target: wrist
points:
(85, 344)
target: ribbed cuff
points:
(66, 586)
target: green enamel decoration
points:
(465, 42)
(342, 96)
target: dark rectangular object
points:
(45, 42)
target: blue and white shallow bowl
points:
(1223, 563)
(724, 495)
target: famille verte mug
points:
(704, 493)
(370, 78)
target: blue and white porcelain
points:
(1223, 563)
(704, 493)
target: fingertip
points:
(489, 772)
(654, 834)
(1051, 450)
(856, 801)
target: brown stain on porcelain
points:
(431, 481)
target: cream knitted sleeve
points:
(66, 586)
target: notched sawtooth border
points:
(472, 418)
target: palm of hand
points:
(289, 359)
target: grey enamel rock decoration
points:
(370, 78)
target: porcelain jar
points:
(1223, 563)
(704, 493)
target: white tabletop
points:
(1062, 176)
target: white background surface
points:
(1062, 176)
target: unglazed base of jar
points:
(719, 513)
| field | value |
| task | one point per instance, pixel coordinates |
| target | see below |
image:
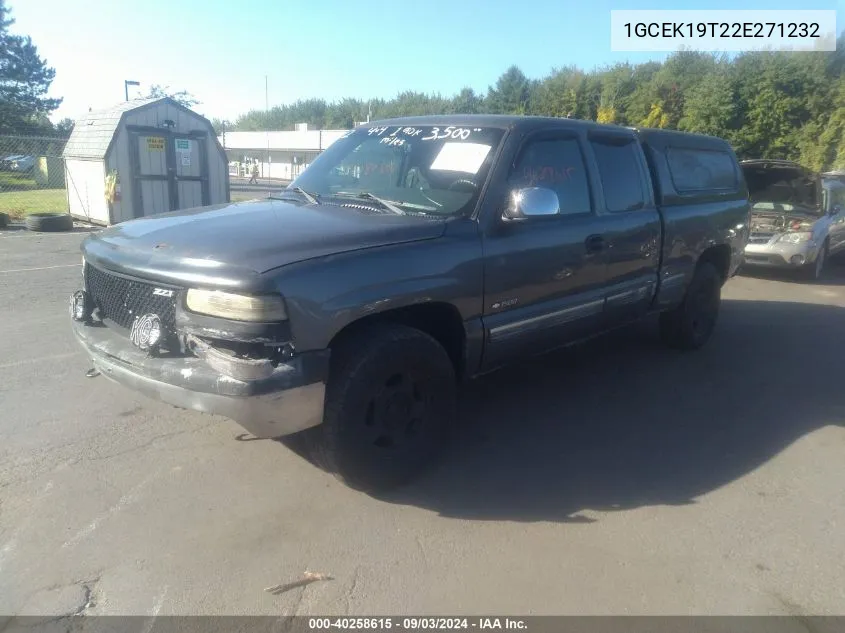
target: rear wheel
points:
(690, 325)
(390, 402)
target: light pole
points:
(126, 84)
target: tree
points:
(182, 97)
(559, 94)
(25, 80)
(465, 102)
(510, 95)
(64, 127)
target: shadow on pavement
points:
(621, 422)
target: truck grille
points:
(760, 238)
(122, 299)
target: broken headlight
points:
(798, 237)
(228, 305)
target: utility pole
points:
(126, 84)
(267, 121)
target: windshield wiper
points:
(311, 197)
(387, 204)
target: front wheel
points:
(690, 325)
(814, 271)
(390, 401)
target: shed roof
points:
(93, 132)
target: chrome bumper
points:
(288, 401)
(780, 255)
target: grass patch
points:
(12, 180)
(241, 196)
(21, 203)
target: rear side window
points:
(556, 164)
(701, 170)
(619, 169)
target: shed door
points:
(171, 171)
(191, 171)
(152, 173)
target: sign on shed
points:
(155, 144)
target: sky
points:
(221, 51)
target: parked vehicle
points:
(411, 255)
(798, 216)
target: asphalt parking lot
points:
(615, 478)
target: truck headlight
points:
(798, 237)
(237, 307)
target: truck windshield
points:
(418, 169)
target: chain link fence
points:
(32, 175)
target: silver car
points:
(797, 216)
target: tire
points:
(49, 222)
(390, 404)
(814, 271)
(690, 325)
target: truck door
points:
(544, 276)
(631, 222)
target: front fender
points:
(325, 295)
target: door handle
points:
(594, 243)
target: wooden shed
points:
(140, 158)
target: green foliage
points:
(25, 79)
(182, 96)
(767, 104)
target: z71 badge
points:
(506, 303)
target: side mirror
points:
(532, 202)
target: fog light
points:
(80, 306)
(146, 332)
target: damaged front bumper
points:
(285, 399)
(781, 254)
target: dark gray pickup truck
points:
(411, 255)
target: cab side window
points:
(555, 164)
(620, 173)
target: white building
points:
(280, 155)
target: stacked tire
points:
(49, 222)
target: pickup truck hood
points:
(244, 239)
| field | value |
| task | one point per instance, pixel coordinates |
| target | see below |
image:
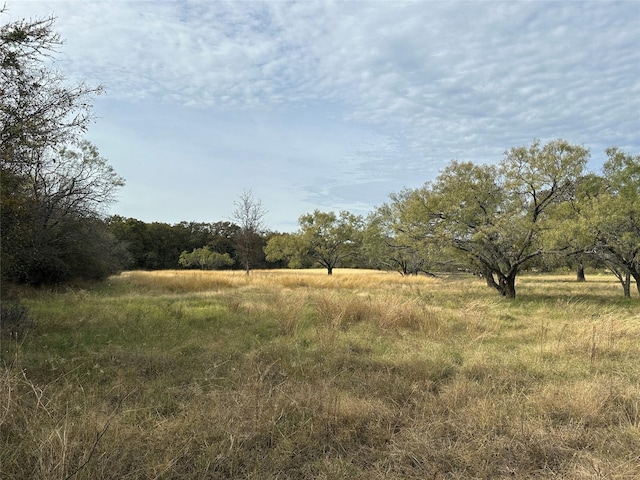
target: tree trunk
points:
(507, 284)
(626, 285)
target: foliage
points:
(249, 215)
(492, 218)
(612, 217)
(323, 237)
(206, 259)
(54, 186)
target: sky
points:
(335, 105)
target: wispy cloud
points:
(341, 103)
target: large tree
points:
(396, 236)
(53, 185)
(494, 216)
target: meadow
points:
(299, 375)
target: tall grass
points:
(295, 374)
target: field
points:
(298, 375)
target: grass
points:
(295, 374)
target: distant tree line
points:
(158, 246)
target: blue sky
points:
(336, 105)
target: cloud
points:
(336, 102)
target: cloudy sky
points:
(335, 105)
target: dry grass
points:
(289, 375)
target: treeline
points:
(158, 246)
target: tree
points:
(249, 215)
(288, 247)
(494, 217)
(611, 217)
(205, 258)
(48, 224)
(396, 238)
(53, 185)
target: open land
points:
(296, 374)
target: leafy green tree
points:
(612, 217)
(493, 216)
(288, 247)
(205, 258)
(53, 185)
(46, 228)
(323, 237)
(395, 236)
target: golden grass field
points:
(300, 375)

━━━━

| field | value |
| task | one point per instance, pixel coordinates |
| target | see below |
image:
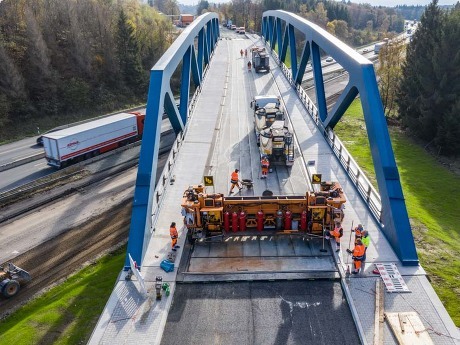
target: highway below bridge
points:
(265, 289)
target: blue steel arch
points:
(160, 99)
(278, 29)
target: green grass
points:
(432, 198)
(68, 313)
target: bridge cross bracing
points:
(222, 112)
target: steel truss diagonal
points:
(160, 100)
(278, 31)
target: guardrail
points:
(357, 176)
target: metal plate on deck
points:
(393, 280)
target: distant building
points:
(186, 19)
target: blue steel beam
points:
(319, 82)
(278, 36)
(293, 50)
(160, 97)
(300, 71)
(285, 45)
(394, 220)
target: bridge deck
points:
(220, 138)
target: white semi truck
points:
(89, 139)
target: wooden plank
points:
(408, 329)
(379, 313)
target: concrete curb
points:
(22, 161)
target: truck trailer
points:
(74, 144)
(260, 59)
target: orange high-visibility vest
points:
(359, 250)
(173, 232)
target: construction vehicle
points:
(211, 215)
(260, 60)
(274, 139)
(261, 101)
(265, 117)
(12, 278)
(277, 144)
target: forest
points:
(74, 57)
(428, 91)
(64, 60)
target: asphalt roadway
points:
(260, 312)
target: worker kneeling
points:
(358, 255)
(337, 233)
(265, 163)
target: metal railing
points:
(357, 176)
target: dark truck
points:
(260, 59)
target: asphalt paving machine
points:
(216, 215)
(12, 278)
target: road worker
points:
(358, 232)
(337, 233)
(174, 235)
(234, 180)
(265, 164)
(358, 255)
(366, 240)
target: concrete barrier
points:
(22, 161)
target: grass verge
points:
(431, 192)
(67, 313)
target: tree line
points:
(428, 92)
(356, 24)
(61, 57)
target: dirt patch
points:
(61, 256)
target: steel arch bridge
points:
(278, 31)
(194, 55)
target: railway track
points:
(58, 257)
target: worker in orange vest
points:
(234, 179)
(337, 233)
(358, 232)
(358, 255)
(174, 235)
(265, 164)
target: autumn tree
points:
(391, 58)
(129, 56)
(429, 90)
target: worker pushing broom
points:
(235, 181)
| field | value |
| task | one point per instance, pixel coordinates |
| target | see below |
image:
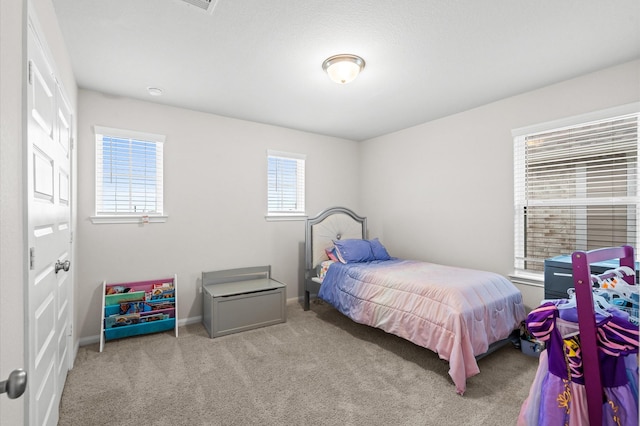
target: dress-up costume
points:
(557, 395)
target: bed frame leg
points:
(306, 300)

━━━━

Exactly the lines above from the one with "target: wrist" to the one with "target: palm of hand", both included, are to be quoted; leave the rest out.

target: wrist
points:
(85, 344)
target: ribbed cuff
points:
(66, 586)
target: green enamel decoration
points:
(465, 42)
(342, 96)
target: dark rectangular object
points:
(45, 42)
target: blue and white shallow bowl
points:
(1223, 563)
(724, 495)
target: famille verte mug
points:
(704, 493)
(370, 78)
target: blue and white porcelain
points:
(1223, 563)
(704, 493)
target: fingertip
points:
(489, 772)
(654, 834)
(1051, 450)
(856, 801)
target: brown stain on porcelain
points:
(431, 481)
target: cream knitted sleeve
points:
(66, 586)
target: notched sawtooth border
points:
(472, 418)
target: palm of hand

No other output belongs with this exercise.